#### STATED GOAL:
Give the lines again exactly, from the one holding "the form (25,70)." to the last line of the listing below, both ends included and nothing added.

════════

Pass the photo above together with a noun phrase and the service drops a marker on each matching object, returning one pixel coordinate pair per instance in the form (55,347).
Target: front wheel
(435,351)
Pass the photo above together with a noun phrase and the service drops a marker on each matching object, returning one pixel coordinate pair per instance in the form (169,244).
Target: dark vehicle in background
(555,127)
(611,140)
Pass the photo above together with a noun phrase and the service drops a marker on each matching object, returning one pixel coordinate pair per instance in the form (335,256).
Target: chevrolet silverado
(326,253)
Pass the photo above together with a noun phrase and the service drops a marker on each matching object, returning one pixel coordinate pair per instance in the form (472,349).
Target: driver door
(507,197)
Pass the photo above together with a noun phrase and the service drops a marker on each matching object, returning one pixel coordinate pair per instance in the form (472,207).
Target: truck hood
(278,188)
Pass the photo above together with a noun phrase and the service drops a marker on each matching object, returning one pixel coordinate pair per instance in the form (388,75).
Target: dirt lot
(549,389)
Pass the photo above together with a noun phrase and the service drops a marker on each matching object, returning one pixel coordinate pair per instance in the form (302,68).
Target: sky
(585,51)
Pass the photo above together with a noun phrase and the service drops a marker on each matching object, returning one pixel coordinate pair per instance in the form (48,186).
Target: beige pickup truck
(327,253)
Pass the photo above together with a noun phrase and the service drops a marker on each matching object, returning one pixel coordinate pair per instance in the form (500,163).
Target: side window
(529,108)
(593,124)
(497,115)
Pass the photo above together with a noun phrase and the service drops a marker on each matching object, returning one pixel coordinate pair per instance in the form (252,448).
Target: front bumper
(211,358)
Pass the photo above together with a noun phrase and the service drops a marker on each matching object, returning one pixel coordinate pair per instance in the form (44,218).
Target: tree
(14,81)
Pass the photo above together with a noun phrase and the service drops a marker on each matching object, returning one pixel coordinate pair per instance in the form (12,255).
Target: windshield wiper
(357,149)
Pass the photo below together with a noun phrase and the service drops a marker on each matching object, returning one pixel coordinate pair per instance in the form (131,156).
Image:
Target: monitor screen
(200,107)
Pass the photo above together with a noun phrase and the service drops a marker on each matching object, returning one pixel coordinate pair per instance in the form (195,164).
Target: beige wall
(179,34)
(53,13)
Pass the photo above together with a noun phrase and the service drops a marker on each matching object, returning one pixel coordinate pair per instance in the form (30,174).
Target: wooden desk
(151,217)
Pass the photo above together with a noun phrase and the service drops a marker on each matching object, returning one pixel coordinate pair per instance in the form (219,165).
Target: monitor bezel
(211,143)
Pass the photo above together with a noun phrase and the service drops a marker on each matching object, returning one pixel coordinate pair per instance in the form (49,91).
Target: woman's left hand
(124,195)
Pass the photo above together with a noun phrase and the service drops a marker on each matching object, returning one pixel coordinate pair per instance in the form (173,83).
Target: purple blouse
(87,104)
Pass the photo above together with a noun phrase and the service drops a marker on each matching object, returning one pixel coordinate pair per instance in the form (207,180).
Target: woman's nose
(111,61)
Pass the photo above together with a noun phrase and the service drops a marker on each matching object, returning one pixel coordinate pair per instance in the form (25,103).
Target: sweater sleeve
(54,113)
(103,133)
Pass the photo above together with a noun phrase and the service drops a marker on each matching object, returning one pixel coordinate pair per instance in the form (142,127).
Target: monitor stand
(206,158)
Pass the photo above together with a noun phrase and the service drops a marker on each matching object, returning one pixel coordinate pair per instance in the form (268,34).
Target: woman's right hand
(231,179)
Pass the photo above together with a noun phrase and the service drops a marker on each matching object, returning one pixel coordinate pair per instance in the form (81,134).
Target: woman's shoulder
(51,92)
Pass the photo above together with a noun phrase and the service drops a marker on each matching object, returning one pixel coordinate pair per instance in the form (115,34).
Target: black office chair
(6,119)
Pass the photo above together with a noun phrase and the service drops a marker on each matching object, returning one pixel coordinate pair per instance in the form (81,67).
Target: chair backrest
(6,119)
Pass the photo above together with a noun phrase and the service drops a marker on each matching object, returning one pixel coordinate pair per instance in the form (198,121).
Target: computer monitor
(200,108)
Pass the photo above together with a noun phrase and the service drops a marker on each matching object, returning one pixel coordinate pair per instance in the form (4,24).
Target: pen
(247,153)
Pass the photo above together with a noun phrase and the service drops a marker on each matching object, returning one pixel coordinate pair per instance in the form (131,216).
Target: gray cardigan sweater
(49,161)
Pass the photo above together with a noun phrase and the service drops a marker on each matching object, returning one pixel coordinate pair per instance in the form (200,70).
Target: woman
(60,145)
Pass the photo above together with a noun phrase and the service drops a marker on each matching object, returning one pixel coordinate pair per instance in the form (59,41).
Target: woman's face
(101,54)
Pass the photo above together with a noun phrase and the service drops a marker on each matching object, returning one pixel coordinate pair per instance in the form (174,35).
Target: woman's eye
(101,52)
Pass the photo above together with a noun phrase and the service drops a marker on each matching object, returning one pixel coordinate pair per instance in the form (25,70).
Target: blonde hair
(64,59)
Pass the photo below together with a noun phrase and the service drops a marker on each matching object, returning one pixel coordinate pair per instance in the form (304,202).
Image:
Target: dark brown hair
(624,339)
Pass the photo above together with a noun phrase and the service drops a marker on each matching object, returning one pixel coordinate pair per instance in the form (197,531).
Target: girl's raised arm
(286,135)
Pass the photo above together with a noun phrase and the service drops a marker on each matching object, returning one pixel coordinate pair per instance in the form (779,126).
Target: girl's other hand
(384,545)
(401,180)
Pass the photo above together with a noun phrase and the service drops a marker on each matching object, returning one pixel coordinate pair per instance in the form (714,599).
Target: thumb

════════

#### FINISHED TASK:
Pass the photo above together with a noun phrase and the service drops a marker on each matching object, returning one pixel coordinate pair per instance in the form (25,70).
Target: blonde hair
(64,59)
Pass the photo below together with a noun phrase and the service drops a marker on each matching object, returning one pixel coordinate pair per instance in the form (304,202).
Image:
Target: dark brown hair
(624,339)
Pass the photo above together with a noun phrase and the service drops a marker on each matching object, returning one pixel coordinate pair per instance in the form (197,531).
Target: girl's raised arm
(286,135)
Pass the photo above together with a noun phrase and the service drops a marker on each matching object, returning one pixel coordinate pair per instance in the form (779,126).
Target: girl's other hand
(384,545)
(401,180)
Pass the photo above together with a noun phrase and the service drops a marker on each matching object, returning one pixel coordinate pair per instance in the form (714,599).
Target: thumb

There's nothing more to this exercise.